**Written problem:**
Format everything from the line containing "POLYGON ((249 20, 256" down to the line containing "POLYGON ((223 23, 231" as a numbered list. Include both end lines and omit any blank lines.

**Region segmentation data:**
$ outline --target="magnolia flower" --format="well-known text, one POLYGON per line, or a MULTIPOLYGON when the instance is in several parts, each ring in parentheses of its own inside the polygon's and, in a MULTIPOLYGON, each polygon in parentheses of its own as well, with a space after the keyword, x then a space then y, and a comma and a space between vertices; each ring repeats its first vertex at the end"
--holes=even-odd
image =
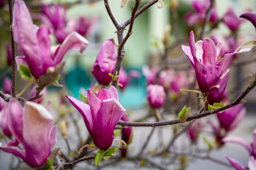
POLYGON ((249 20, 256 28, 256 13, 244 13, 240 17, 249 20))
POLYGON ((223 23, 231 30, 238 30, 243 21, 243 20, 239 18, 238 16, 235 14, 233 8, 229 8, 223 16, 223 23))
POLYGON ((230 163, 232 166, 233 166, 236 170, 246 170, 246 169, 256 170, 256 161, 255 161, 255 157, 252 156, 251 156, 250 157, 249 161, 248 161, 248 168, 249 169, 246 169, 245 166, 243 166, 243 164, 241 164, 241 163, 240 163, 237 160, 235 160, 230 157, 226 156, 226 158, 230 163))
MULTIPOLYGON (((210 0, 205 0, 204 1, 194 0, 192 2, 191 7, 195 11, 195 13, 187 13, 184 18, 187 21, 189 26, 193 26, 204 19, 206 14, 206 10, 211 5, 210 0)), ((211 13, 209 21, 215 22, 218 19, 216 6, 214 6, 211 13)))
POLYGON ((135 70, 132 70, 127 74, 126 70, 121 67, 120 69, 118 80, 119 80, 119 84, 121 84, 122 86, 120 86, 119 87, 122 90, 124 90, 126 86, 127 86, 130 84, 132 77, 139 78, 140 76, 140 73, 139 72, 137 72, 135 70))
POLYGON ((15 98, 7 108, 7 124, 15 141, 9 141, 0 149, 21 157, 31 167, 44 165, 57 142, 55 120, 43 106, 27 101, 24 109, 15 98), (18 147, 21 144, 23 149, 18 147))
POLYGON ((230 36, 221 36, 218 34, 211 35, 211 39, 215 45, 221 43, 221 56, 225 56, 226 54, 232 53, 238 47, 235 39, 230 36))
POLYGON ((51 47, 50 30, 45 26, 40 28, 35 26, 27 6, 21 0, 14 3, 13 26, 18 51, 25 55, 16 57, 18 67, 19 64, 28 66, 35 79, 46 73, 60 72, 60 62, 69 49, 80 48, 82 53, 89 45, 87 40, 74 32, 62 45, 51 47))
POLYGON ((112 77, 108 74, 113 74, 116 57, 117 52, 113 40, 105 41, 91 69, 91 73, 99 84, 108 85, 112 81, 112 77))
POLYGON ((11 80, 6 77, 4 79, 4 92, 11 94, 11 80))
MULTIPOLYGON (((129 122, 129 119, 126 114, 123 114, 121 120, 125 122, 129 122)), ((122 129, 122 137, 121 139, 123 140, 127 144, 131 143, 133 138, 133 127, 128 126, 125 127, 122 129)), ((126 157, 127 154, 127 149, 121 149, 121 155, 122 157, 126 157)))
POLYGON ((89 104, 71 97, 66 97, 84 118, 85 125, 95 146, 100 149, 108 149, 113 140, 113 130, 126 110, 118 102, 116 89, 101 89, 94 94, 87 89, 89 104))
POLYGON ((150 84, 147 88, 148 101, 152 108, 160 108, 165 101, 165 92, 160 85, 150 84))
POLYGON ((11 48, 10 44, 6 45, 6 50, 7 50, 7 65, 11 66, 13 58, 11 56, 11 48))
POLYGON ((55 4, 53 8, 48 5, 43 5, 42 13, 39 16, 39 19, 43 24, 53 30, 53 33, 59 43, 62 43, 74 30, 81 35, 88 35, 98 21, 96 16, 91 20, 80 16, 78 19, 72 18, 67 21, 67 8, 60 4, 55 4))
POLYGON ((7 103, 6 107, 1 110, 0 112, 0 127, 3 130, 3 132, 5 135, 8 137, 11 136, 11 132, 8 127, 7 123, 7 117, 6 117, 6 112, 7 112, 7 103))
POLYGON ((226 89, 229 76, 229 66, 236 52, 221 55, 221 44, 205 38, 195 43, 193 31, 190 33, 189 46, 182 45, 182 50, 194 67, 199 89, 208 93, 210 104, 219 103, 226 89))
POLYGON ((226 137, 223 139, 225 142, 235 143, 244 147, 250 155, 256 157, 256 128, 253 130, 252 142, 250 144, 240 137, 226 137))
MULTIPOLYGON (((34 86, 30 91, 30 98, 33 98, 35 97, 36 95, 36 91, 35 91, 35 88, 37 88, 36 86, 34 86)), ((43 99, 45 97, 45 95, 47 94, 47 89, 44 88, 40 92, 40 96, 42 96, 40 98, 37 98, 33 100, 33 102, 38 103, 38 104, 41 103, 42 101, 43 101, 43 99)))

**Solution for this exercise:**
1. POLYGON ((249 20, 256 28, 256 13, 244 13, 240 17, 249 20))
2. POLYGON ((223 23, 231 30, 238 30, 243 21, 243 20, 239 18, 238 16, 235 14, 233 8, 229 8, 223 16, 223 23))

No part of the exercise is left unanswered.